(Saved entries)
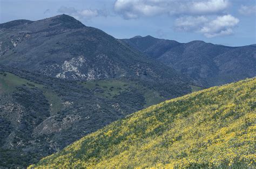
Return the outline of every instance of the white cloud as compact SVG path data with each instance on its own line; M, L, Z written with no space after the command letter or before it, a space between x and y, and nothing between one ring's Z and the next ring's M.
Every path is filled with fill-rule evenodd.
M179 31L196 31L207 21L208 19L205 16L182 17L176 19L174 26Z
M245 6L241 5L238 11L244 15L256 15L256 5Z
M197 14L215 13L226 9L228 6L228 1L225 0L194 2L188 8L191 12Z
M232 28L239 22L239 19L231 15L219 16L205 24L200 30L208 38L228 35L233 33Z
M85 9L82 10L80 12L79 12L82 16L86 17L86 18L92 18L97 17L99 15L98 10L96 9L91 10L91 9Z
M62 6L57 11L57 12L59 13L71 14L77 12L77 10L75 9L75 8Z
M117 0L114 9L125 19L159 15L209 15L224 11L228 0Z
M178 30L201 33L207 38L212 38L233 34L233 28L239 22L238 18L230 15L211 20L205 16L188 16L176 19L174 26Z

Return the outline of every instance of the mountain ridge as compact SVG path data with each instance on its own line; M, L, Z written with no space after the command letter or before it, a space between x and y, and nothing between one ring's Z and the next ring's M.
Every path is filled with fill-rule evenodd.
M256 75L254 45L231 47L199 40L180 43L151 36L121 40L199 86L221 85Z

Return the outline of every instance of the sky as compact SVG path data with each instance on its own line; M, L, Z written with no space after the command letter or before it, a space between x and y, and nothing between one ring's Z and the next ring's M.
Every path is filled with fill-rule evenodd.
M0 0L0 23L63 13L118 39L256 44L256 0Z

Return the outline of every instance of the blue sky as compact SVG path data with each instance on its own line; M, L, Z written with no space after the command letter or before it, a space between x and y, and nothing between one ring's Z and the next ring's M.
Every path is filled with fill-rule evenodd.
M117 38L256 44L255 0L0 0L0 23L65 13Z

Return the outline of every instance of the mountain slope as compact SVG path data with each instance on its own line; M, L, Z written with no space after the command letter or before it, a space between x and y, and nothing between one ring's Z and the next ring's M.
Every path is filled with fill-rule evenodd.
M0 65L0 168L25 167L111 122L187 91L167 84L124 77L70 81Z
M135 112L31 167L255 166L256 79Z
M65 15L0 24L0 64L73 80L183 79L103 31Z
M255 45L234 47L203 41L179 43L151 36L122 40L188 75L198 85L220 85L256 75Z

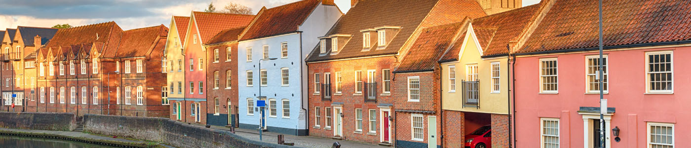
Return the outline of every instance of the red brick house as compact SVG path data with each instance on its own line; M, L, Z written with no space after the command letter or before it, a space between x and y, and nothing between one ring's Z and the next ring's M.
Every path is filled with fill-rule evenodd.
M392 73L424 29L485 15L475 1L352 1L307 58L310 133L397 147ZM401 13L398 10L406 10ZM404 114L405 115L405 114ZM410 145L413 144L413 145Z
M238 39L245 27L223 30L204 46L207 50L207 123L238 126Z

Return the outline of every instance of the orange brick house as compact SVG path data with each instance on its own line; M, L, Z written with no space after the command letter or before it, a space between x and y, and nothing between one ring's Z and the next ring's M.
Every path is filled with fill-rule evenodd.
M474 0L351 4L306 59L308 80L314 84L308 89L310 135L397 147L426 145L398 138L411 131L395 124L403 117L396 110L397 95L392 95L397 90L393 82L400 80L392 72L425 28L485 12Z

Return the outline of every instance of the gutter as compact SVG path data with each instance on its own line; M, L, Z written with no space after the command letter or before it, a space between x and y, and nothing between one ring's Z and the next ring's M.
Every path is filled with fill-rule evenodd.
M616 48L634 48L634 47L646 47L646 46L664 46L664 45L679 45L684 44L691 44L691 40L684 40L684 41L665 41L665 42L658 42L658 43L643 43L643 44L636 44L630 45L618 45L618 46L609 46L603 47L603 49L616 49ZM591 47L591 48L575 48L575 49L565 49L565 50L546 50L546 51L537 51L531 53L515 53L513 55L541 55L541 54L550 54L550 53L570 53L570 52L578 52L578 51L590 51L590 50L600 50L598 47Z

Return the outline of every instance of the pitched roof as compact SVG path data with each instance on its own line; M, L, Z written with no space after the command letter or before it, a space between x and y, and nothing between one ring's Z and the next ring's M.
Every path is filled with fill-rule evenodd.
M12 41L15 39L15 35L17 34L17 29L7 28L5 31L5 33L7 33L7 35L10 36L10 41L8 42L12 42Z
M126 30L114 57L144 57L152 46L158 44L157 39L168 35L168 28L160 25Z
M307 57L307 62L397 53L406 43L409 42L409 39L414 39L411 37L415 35L416 31L420 30L418 30L418 27L429 14L444 18L426 22L433 26L457 22L460 21L457 19L462 19L465 16L477 18L485 15L482 7L475 0L439 1L439 0L359 1L354 7L348 10L347 14L341 17L326 34L326 35L337 34L352 35L339 53L322 54L320 56L320 51L317 48L319 45L316 45L310 55ZM435 6L440 8L439 11L448 12L430 12ZM360 30L384 26L398 26L401 28L385 48L362 51L362 32Z
M605 1L603 46L691 39L691 1ZM598 44L597 1L557 0L518 53Z
M394 72L432 70L437 60L452 45L465 22L454 23L425 28L413 44Z
M483 55L495 55L509 53L509 41L517 41L524 30L535 20L542 3L497 13L472 20L471 23L476 39L483 50ZM462 48L463 39L459 38L439 59L440 62L457 60Z
M184 41L184 37L187 35L187 26L189 25L189 17L173 16L173 20L175 21L175 26L178 29L178 37L180 37L180 41ZM180 42L184 44L184 41Z
M192 15L199 29L202 43L205 44L221 30L247 26L254 19L254 15L248 15L204 12L192 12Z
M243 33L243 30L245 30L245 26L242 26L220 31L220 33L218 33L216 37L214 37L214 38L211 38L211 40L209 40L209 42L206 44L209 45L238 40L238 35Z
M17 26L17 29L21 34L21 39L23 40L22 41L24 41L24 45L29 46L34 46L34 37L36 37L36 35L41 37L41 44L45 45L50 39L53 39L53 36L55 35L55 33L58 30L56 28L26 26Z
M111 34L122 33L122 30L115 21L60 29L46 47L57 48L85 43L106 42L110 39Z
M291 3L265 9L262 8L255 21L243 35L240 40L248 40L270 37L298 30L307 19L312 10L321 1L302 0Z

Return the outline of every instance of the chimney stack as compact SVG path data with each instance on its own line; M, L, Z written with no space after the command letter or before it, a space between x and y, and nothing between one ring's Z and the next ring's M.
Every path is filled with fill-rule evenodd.
M37 35L36 37L34 37L34 47L41 48L41 36Z

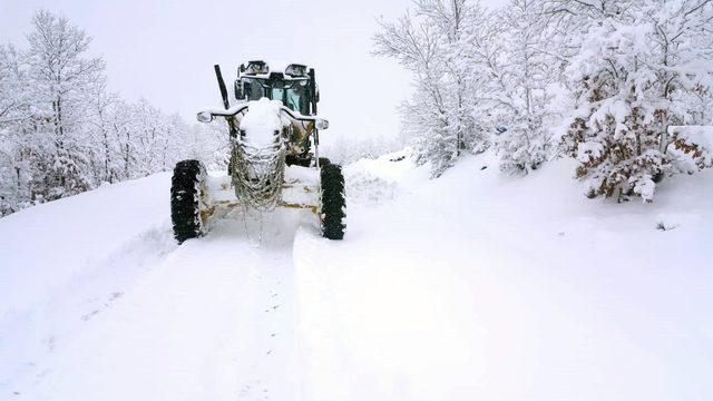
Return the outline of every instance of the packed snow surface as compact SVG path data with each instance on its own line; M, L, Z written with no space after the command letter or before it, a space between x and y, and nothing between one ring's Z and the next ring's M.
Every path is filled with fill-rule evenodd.
M555 162L344 168L348 234L177 246L159 174L0 219L3 400L703 400L713 174L589 200Z

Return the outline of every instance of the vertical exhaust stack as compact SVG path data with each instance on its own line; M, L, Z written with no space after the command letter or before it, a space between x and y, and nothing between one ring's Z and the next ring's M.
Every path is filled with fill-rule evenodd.
M225 81L223 80L223 74L221 74L221 66L213 66L215 69L215 77L218 79L218 88L221 89L221 97L223 98L223 106L227 110L231 108L231 102L227 99L227 88L225 87Z

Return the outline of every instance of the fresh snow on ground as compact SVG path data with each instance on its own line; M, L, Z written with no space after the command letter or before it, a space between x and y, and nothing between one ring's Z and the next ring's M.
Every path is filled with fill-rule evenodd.
M1 218L0 399L713 395L712 172L616 204L402 156L344 167L343 242L281 211L177 246L167 174Z

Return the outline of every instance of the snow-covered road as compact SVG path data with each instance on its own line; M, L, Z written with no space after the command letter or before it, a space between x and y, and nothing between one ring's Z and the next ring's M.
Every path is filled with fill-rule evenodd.
M0 219L0 399L713 395L712 174L616 205L392 160L344 169L343 242L281 211L177 246L166 174Z
M2 271L14 303L0 311L0 399L300 400L292 245L302 214L234 216L178 247L166 178L3 222L3 258L27 271ZM65 218L51 218L56 208Z

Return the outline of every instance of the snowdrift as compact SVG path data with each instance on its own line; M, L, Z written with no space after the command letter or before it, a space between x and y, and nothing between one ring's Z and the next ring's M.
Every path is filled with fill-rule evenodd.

* **WHAT IS BEING ASKED**: Format the material from its beginning through the line containing "M117 0L114 9L125", both ends included, as a two-column CSV with the header input,output. Give one row for each text and its answer, put each field in double quotes with line breaks replaced by spaces, and leave out the pictures.

* **SOLUTION TO THIS PROBLEM**:
input,output
"Return the outline of every instance of the white cloud as compact SVG path data with each instance on its own line; M, L, Z written with no space after the command letter or before it, a space between x and y, and nothing between one ring's Z and the next ring's M. Every path is filled with fill-rule evenodd.","M179 31L196 31L207 21L208 19L205 16L182 17L176 19L174 26Z M245 6L241 5L238 11L244 15L256 15L256 5Z M197 14L215 13L226 9L228 6L228 1L225 0L194 2L188 8L191 12Z M232 28L239 22L239 19L231 15L219 16L205 24L200 30L208 38L228 35L233 33Z M85 9L82 10L80 12L79 12L82 16L86 17L86 18L92 18L97 17L99 15L98 10L96 9L91 10L91 9Z M62 6L57 11L57 12L59 13L71 14L77 12L77 10L75 9L75 8Z M117 0L114 9L125 19L159 15L209 15L224 11L228 0Z"